- Problem set:
A) In the text on database access, rewrite the part that opens with the words containing "It has to enforce" and closes with "team can stomach.", swapping "gateway" for "proxy".
B) Using the text on database access, explain why an access tool has to translate intent into queries.
C) Answer these from the text on database access:
(i) Which three tools does it say assume you're a DBA?
(ii) How long after the question is asked is there a real number in the room?
(iii) Which product does it say already has the UI?

** Document text follows **

Direct DB access is a real risk. Engineering is right to be twitchy about handing prod credentials to marketing. One wrong query holds an exclusive lock and the app goes down. One wrong filter exfiltrates a column you don't want exposed. The sane policy is "nobody has direct access" and that policy makes the data unreachable.
The tools assume you're a DBA. pgAdmin, MySQL Workbench, even DBeaver — they assume you know what a connection pool is and that you can read an EXPLAIN plan. They are not designed for the marketing manager who just wants to know last month's signups.
These three together explain almost the entire gap. None of them are about whether the company "values data."
What the answer actually has to do
To close the gap, an access tool has to do three things at once:
It has to translate intent into queries, so the SQL skill ceiling stops mattering for routine questions. The user types "trial-extended accounts that haven't logged in in seven days" and gets correct SQL.
It has to enforce safety at the gateway, so engineering can stop being the guardrail. Read-only by default. Allowlists for tables and columns. PII columns masked from people who don't need them. Row caps and query timeouts at the connection. The agent or the human can ask anything, and the gateway is what decides what runs.
It has to be unintimidating, so non-technical people will actually open it. Search box. List of saved questions. Big "run" button. That's the UI. They aren't writing SQL. They're picking from a list, or asking a question, or running something a teammate already saved.
This is the gap I built QueryBear into. Not because nobody else has done parts of it — Metabase has the UI, Hashicorp's tooling has the gateway concept, Claude already does the natural-language part — but because no one product covers all three at the cost a small team can stomach.
What changes when access actually works
The interesting effect is the meeting effect.
Before: someone says "I think churn is up." Everyone nods. The decision proceeds.
After: someone says "I think churn is up." Someone else opens a saved query, or pastes the question into Claude, and 30 seconds later there's a real number in the room. Sometimes it confirms the gut. More often it doesn't. Either way the next 20 minutes of the meeting are about the actual data instead of the vibes.

** End of Document text **
** Data extract follows **

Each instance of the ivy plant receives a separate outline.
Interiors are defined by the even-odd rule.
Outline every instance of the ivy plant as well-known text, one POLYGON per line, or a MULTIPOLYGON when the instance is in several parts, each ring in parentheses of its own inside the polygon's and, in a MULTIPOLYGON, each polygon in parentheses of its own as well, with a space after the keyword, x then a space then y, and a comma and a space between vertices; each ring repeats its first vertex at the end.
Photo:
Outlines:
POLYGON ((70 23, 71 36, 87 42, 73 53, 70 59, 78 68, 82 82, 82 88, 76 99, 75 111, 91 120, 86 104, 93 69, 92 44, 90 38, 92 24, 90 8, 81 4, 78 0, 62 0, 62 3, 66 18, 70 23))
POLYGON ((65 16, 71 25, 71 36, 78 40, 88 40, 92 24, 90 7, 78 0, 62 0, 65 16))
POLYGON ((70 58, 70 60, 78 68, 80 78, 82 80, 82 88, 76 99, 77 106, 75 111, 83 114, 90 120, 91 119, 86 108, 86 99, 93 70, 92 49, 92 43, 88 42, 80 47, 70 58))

** End of Data extract **
** Data extract follows **

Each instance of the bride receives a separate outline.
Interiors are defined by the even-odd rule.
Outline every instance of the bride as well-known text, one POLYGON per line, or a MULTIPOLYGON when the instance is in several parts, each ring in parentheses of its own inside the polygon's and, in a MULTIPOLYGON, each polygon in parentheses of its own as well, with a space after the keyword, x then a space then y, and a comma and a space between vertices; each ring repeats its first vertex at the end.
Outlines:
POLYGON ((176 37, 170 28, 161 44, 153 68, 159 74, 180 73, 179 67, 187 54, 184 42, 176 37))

** End of Data extract **
** Data extract follows **

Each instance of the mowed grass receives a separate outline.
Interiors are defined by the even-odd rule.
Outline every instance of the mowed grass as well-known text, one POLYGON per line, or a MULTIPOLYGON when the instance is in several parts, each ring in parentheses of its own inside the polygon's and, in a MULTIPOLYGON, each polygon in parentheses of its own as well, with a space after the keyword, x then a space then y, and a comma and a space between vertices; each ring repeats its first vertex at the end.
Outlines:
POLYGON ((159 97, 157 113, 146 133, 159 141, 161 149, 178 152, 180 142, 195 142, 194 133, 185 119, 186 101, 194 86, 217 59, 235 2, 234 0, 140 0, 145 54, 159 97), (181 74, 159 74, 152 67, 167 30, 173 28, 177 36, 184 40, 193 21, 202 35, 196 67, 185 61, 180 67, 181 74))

** End of Data extract **

- Solutions to the tasks:
A)
It has to enforce safety at the proxy, so engineering can stop being the guardrail. Read-only by default. Allowlists for tables and columns. PII columns masked from people who don't need them. Row caps and query timeouts at the connection. The agent or the human can ask anything, and the proxy is what decides what runs.
It has to be unintimidating, so non-technical people will actually open it. Search box. List of saved questions. Big "run" button. That's the UI. They aren't writing SQL. They're picking from a list, or asking a question, or running something a teammate already saved.
This is the gap I built QueryBear into. Not because nobody else has done parts of it — Metabase has the UI, Hashicorp's tooling has the proxy concept, Claude already does the natural-language part — but because no one product covers all three at the cost a small team can stomach.

B) The tool has to translate intent into queries so that the SQL skill ceiling stops mattering for routine questions. A user can type a plain request, such as "trial-extended accounts that haven't logged in in seven days," and get correct SQL.

C)
(i) pgAdmin, MySQL Workbench and DBeaver
(ii) 30 seconds
(iii) Metabase